----- Document extract -----

CATScaler
A convolution-augmented transformer forecaster paired with a LightGBM pod calculator for a full, live autoscaling loop
TL;DR¶
Cloud apps run inside lots of small “containers”, and the platform that manages them, Kubernetes, normally adds or removes copies only after it notices the app is overloaded. That’s like only starting to cook more food after the restaurant is already full of hungry customers: you’re always late, customers wait, and some leave. CATScaler fixes this by forecasting how busy each service will be over the next few hours and adding/removing container copies ahead of time. It does the forecasting with a neural network called a Transformer that the authors upgraded with a convolution module (good at spotting short, sharp spikes) and a normalization trick called RevIN (keeps predictions accurate even when live traffic looks different from the data the model was trained on). A second model, LightGBM, then translates the forecast into a concrete answer: “you’ll need 7 container copies in 30 minutes.” On real traces from Alibaba Cloud and Huawei Cloud, CATScaler cut the rate of broken service promises (SLA violations) by about 76% and response time by about 52% versus Kubernetes’ default autoscaler.
The Problem (and why simple autoscaling isn’t enough)¶
Cloud applications must serve wildly varying demand. Allocate too few resources → requests slow down or fail and you violate the SLA (Service Level Agreement, the promise of, say, “responses under 200 ms”). Allocate too many → you pay for idle machines. The job of an autoscaler is to keep this balance automatically.
Kubernetes ships with a built-in autoscaler, the HPA (Horizontal Pod Autoscaler). It works reactively: you set a threshold like “CPU > 60%,” and when the measured CPU crosses it, the HPA starts adding pods (a pod = one running copy of your container). Two problems:
It’s always lagging. It reacts only after load is already high. Worse, spinning up a new pod takes time (the provisioning delay / cold start). So during the gap, real users get slow or failed responses. The paper measured HPA latency peaking at 650 ms while load ramped up.

----- Dataset -----

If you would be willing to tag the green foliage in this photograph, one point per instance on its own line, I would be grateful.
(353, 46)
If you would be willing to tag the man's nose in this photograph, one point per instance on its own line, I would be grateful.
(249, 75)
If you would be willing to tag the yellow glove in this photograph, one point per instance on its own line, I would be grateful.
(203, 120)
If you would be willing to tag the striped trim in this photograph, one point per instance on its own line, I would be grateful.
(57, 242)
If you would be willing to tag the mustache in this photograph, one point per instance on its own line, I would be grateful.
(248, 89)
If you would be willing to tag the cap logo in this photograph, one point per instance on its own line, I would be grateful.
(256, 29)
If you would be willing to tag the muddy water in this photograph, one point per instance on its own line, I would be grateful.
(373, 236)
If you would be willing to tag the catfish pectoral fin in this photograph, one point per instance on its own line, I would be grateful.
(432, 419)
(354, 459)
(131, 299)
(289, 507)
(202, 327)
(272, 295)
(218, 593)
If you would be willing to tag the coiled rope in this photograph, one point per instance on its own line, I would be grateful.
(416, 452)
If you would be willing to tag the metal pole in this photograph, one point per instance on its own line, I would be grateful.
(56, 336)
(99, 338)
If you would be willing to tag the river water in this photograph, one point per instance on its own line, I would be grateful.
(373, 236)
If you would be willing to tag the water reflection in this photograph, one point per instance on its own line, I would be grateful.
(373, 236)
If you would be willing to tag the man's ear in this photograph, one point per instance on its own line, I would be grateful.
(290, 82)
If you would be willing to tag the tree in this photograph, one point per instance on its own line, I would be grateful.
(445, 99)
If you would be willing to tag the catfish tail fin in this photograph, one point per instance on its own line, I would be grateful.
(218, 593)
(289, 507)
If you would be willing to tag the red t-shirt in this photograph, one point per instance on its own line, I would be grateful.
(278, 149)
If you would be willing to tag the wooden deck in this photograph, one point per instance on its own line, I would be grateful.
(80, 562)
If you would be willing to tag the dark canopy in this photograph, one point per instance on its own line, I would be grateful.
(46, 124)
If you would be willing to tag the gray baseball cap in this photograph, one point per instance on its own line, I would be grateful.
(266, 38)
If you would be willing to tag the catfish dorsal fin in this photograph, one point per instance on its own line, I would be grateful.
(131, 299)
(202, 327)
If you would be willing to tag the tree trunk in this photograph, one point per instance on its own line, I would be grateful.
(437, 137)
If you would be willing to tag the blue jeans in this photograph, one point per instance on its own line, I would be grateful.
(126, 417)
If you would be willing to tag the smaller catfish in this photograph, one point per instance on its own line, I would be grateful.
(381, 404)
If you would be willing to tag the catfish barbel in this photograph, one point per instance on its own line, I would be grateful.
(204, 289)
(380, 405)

-----
----- Dataset -----

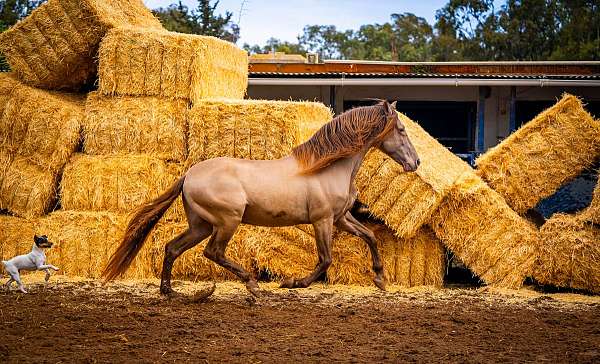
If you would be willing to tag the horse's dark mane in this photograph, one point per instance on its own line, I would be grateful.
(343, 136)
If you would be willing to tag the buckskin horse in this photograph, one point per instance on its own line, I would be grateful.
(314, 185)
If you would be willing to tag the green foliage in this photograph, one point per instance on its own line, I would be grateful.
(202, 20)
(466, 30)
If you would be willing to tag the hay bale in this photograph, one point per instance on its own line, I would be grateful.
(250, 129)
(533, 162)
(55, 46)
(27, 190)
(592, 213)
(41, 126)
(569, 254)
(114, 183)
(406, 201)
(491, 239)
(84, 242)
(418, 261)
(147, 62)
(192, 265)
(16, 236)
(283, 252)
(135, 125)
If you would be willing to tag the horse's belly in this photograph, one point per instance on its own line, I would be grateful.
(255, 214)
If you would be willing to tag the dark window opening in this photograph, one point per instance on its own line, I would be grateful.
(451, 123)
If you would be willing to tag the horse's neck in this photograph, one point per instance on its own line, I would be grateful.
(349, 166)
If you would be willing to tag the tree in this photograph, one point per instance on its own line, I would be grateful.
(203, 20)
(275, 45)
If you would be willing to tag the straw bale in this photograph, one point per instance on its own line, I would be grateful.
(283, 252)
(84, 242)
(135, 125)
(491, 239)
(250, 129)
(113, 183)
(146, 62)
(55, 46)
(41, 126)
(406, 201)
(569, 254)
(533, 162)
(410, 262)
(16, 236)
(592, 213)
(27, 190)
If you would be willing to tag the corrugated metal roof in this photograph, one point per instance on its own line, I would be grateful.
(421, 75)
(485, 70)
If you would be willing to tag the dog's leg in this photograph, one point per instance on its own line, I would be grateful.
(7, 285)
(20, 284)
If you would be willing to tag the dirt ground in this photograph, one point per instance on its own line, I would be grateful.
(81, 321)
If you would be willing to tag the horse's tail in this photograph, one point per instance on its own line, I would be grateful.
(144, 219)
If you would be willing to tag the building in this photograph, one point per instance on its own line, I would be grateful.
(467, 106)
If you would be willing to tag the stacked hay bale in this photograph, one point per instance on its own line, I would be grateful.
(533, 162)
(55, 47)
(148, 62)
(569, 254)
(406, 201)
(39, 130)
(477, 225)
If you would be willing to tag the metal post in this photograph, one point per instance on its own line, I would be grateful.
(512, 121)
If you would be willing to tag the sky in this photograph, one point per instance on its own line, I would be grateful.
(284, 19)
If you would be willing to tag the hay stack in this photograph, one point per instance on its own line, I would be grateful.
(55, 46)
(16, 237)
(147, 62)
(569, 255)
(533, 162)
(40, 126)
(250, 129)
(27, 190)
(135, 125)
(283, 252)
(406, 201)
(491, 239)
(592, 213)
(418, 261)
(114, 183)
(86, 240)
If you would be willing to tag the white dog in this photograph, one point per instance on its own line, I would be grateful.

-----

> _Set tasks_:
a: According to the CATScaler page, how high did HPA latency peak while load ramped up?
b: Locate every line in the records that contains the string "horse", and copy each one. Case counts.

> _Solutions to the problems_:
a: 650 ms

b:
If you would be willing to tag the horse's dark mane in this photograph, one point per instance on its own line, I would be grateful.
If you would be willing to tag the buckskin horse in this photograph, one point per instance on its own line, I would be grateful.
If you would be willing to tag the horse's belly in this photograph, one point per instance on its own line, I would be grateful.
If you would be willing to tag the horse's neck in this photograph, one point per instance on its own line, I would be grateful.
If you would be willing to tag the horse's tail in this photograph, one point per instance on its own line, I would be grateful.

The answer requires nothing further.